-- start of Reading text --

Polyamides, the most versatile class of engineering polymers, display a wide range of properties. Aliphatic polyamides (nylons) find many industrial and textile applications due to their high mechanical strength and durability. Many studies on nylon-based clay nanocomposites have been reported previously [1520]. Aromatic polyamides (aramids) are being used in industry because of their outstanding properties. However, poor solubility in common organic solvents and high melting temperatures are the limiting factors for the processing of these materials. A lot of attempts have been made to solubilize these polymers in order to prepare their composites using different techniques [2125]. Aliphatic–aromatic polyamides (glass clear nylons) offer a wide range of properties including transparency, thermal stability, good barrier, and solvent resistant properties. These commercial polyamides have been reinforced with various ceramic phases [2629]. There are numerous references to polyamides from aliphatic diamines and aromatic diacids and a far lesser number to polyamides from aromatic diamines and aliphatic diacids [3038]. Probably the reason that aliphatic–aromatic polyamides have been studied in greater detail than the aromatic–aliphatic is that many of the former group can be made by melt and plasticized melt methods [32, 33, 39] or by standard interfacial procedures [35, 37, 40]. The aromatic–aliphatic polyamides, on the other hand are difficult to prepare by interfacial and solution methods [30, 41] and when prepared by melt methods, frequently are discolored and may have branched or network structures. Recently, excellent nanocomposites obtained from pectin–ZnO and ethylene vinylacetate–carbon nanofiber have been reported [42, 43]. Metal nanoparticle embedded conducting polymer–polyoxometalate composites and ionic liquid assisted polyaniline–gold nanocomposites for biocatalytic application have also been investigated [44, 45].

-- end of Reading text --

Task instructions -
(a) From the passage on polyamides, list every property that it attributes to aliphatic–aromatic polyamides (glass clear nylons).
(b) Carry on the passage on polyamides, picking up after its final sentence.

-- start of Stored data --

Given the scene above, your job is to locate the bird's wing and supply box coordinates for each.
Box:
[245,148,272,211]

-- end of Stored data --

Answers in order -
(a)
transparency
thermal stability
good barrier properties
solvent resistance

(b)
Keeping in view the importance of these polyamides, we have prepared the aromatic–aliphatic polyamide containing sulfone linkages by low temperature polycondensation method that could offer a balance of properties between those of tractable aliphatic nylons and the virtually insoluble and non-melting wholly aromatic polyamides. This aromatic–aliphatic polyamide is soluble in DMF, DMSO, and DMAc which can be attributed to the flexible sulfone linkages that provide a polymer chain with a lower energy of internal rotation [46]. This polyamide was reinforced with reactive, thermally stable montmorillonite intercalated with oligomeric species. The nanocomposites obtained by solution intercalation technique were characterized for XRD, SEM, TEM, mechanical testing, TGA, DSC, and water uptake measurements.

Experimental

Materials

The monomers, 4-aminophenyl sulfone (APS) 97%, sebacoyl chloride (SCC) 97%, 4-4′-oxydianiline (ODA) ≥98%, isophthaloyl chloride (IPC) ≥98% purchased from Aldrich were used as received. Triethylamine (TEA) ≥99.5%, dimethylsulfoxide (DMSO) ≥99.9%, methanol (99.8%), and hydrochloric acid >99% procured from Fluka were used as such. Montmorillonite K-10 (cation exchange capacity of 119 meq/100 g), silver nitrate (99.9%), andN,N-dimethyl acetamide (DMAc) >99% (dried over molecular sieves before use) obtained from Aldrich were used.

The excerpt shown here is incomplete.